▶ _GIVEN RECORDS_:
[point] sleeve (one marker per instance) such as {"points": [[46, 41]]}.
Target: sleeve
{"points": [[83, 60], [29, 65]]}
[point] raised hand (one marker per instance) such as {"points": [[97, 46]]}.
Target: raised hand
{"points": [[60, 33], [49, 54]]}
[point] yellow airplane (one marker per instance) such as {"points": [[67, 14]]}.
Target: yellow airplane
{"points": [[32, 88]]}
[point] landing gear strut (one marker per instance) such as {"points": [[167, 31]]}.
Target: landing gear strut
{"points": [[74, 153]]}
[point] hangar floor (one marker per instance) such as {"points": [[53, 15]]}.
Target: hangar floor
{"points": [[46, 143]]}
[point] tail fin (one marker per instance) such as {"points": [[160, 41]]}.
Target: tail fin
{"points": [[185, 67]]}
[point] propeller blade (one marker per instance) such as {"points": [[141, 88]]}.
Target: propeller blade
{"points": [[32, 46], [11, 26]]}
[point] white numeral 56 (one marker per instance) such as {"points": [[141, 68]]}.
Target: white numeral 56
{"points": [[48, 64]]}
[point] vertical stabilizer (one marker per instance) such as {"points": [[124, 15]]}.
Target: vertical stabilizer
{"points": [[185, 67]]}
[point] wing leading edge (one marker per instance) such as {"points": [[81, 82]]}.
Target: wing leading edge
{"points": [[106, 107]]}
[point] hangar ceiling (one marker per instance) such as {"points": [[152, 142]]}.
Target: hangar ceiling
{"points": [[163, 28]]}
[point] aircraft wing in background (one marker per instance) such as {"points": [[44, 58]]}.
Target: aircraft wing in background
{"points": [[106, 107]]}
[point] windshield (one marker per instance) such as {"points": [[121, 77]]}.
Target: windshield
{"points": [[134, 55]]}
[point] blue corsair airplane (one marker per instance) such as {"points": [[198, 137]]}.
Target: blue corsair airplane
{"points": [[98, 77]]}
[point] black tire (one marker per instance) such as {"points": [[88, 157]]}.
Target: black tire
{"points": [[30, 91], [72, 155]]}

▶ _DIRECTIONS FOR THIS TASK_:
Recast all of the material above as a CSV with two columns, entry and result. Give each text and its answer one row, with each value in its own quoted field and any line breaks changed to spaces.

▶ _WORKED ANSWER_:
entry,result
"[point] sleeve (one marker per instance) such as {""points"": [[46, 41]]}. Target: sleeve","{""points"": [[83, 60], [29, 65]]}"
"[point] raised hand (one marker per instance) such as {""points"": [[97, 46]]}. Target: raised hand","{""points"": [[60, 33], [49, 54]]}"
"[point] yellow airplane (one marker per instance) such as {""points"": [[67, 14]]}. Target: yellow airplane","{""points"": [[32, 88]]}"
"[point] landing gear strut (one marker per instance) such as {""points"": [[167, 31]]}. Target: landing gear strut","{""points"": [[74, 153]]}"
"[point] hangar floor (one marker per instance) such as {""points"": [[53, 15]]}. Target: hangar floor","{""points"": [[46, 143]]}"
"[point] tail fin (one marker per instance) such as {""points"": [[160, 41]]}. Target: tail fin","{""points"": [[185, 67]]}"
"[point] propeller blade (one marker per instance) such as {""points"": [[141, 88]]}. Target: propeller blade","{""points"": [[32, 46], [11, 26]]}"
"[point] white numeral 56 (one marker per instance) such as {""points"": [[141, 68]]}. Target: white numeral 56","{""points"": [[48, 64]]}"
"[point] vertical stabilizer (one marker per instance) such as {""points"": [[124, 15]]}. Target: vertical stabilizer","{""points"": [[185, 67]]}"
"[point] wing leading edge (one marker per instance) such as {""points"": [[81, 82]]}. Target: wing leading edge","{""points"": [[106, 107]]}"
"[point] hangar ceiling (one marker per instance) such as {""points"": [[152, 142]]}. Target: hangar ceiling","{""points"": [[163, 28]]}"
"[point] aircraft wing in background (one marker per instance) such as {""points"": [[44, 58]]}. Target: aircraft wing in background","{""points"": [[106, 107]]}"
"[point] windshield (one marker per instance) such as {""points"": [[121, 77]]}. Target: windshield","{""points"": [[134, 55]]}"
"[point] blue corsair airplane (one marker per instance) such as {""points"": [[198, 137]]}. Target: blue corsair airplane","{""points"": [[98, 77]]}"
"[point] black tire (one marker per instance) such as {""points"": [[88, 157]]}. Target: black tire","{""points"": [[30, 91], [72, 155]]}"